The data START

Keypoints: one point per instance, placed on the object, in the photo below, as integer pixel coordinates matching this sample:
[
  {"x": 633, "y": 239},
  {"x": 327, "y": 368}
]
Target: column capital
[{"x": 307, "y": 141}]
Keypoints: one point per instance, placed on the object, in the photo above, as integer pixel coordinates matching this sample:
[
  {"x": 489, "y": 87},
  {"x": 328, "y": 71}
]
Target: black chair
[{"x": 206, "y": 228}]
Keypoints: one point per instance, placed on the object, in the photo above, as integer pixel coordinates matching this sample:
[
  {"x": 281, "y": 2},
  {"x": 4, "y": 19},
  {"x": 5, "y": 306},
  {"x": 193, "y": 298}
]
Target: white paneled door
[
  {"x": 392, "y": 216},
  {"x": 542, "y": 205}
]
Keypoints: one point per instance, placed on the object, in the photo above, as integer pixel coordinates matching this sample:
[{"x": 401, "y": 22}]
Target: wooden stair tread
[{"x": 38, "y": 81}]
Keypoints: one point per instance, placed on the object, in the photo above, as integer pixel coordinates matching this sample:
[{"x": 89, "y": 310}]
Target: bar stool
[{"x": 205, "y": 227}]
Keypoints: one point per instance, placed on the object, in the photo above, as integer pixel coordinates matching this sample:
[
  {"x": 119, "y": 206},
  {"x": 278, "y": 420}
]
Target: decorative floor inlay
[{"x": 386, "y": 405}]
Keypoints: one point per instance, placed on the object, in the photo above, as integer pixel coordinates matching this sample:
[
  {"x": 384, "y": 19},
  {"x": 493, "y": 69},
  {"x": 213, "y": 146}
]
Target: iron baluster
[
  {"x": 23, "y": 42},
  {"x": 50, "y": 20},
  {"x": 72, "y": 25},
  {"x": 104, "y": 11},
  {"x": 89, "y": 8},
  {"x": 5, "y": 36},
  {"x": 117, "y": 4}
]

The data END

Requirement =>
The answer must be the data above, repeated exactly as it stands.

Task solution =>
Keypoints: one point per instance, placed on the object, in the photo below, as integer pixel coordinates matching this sample:
[
  {"x": 633, "y": 239},
  {"x": 327, "y": 368}
]
Target: column capital
[{"x": 307, "y": 141}]
Keypoints: one point per instance, placed on the object, in the photo above, as integer pixel coordinates matching this sample:
[
  {"x": 489, "y": 87},
  {"x": 328, "y": 71}
]
Target: black chair
[{"x": 206, "y": 228}]
Keypoints: one point per instance, placed on the object, in the photo above, as integer pixel coordinates matching this sample:
[
  {"x": 281, "y": 2},
  {"x": 4, "y": 19},
  {"x": 5, "y": 306},
  {"x": 193, "y": 298}
]
Target: white paneled door
[
  {"x": 392, "y": 216},
  {"x": 542, "y": 205}
]
Keypoints: one point per instance, placed on the object, in the photo above, as integer pixel coordinates matching this sample:
[{"x": 401, "y": 22}]
Target: wooden stair tread
[{"x": 38, "y": 81}]
Keypoints: one point per instance, placed on the object, in the photo above, as integer pixel coordinates matching this sample:
[{"x": 89, "y": 310}]
Target: bar stool
[{"x": 205, "y": 227}]
Keypoints: one point per instance, placed on the object, in the photo above, as integer pixel coordinates matching this sample:
[
  {"x": 119, "y": 206},
  {"x": 278, "y": 420}
]
Target: decorative floor inlay
[{"x": 386, "y": 405}]
Keypoints: one point per instance, placed on the object, in the photo above, as integer pixel coordinates matching this sample:
[
  {"x": 384, "y": 19},
  {"x": 493, "y": 69},
  {"x": 213, "y": 146}
]
Target: iron baluster
[
  {"x": 23, "y": 42},
  {"x": 50, "y": 20},
  {"x": 72, "y": 25},
  {"x": 104, "y": 11},
  {"x": 89, "y": 8},
  {"x": 5, "y": 36},
  {"x": 117, "y": 4}
]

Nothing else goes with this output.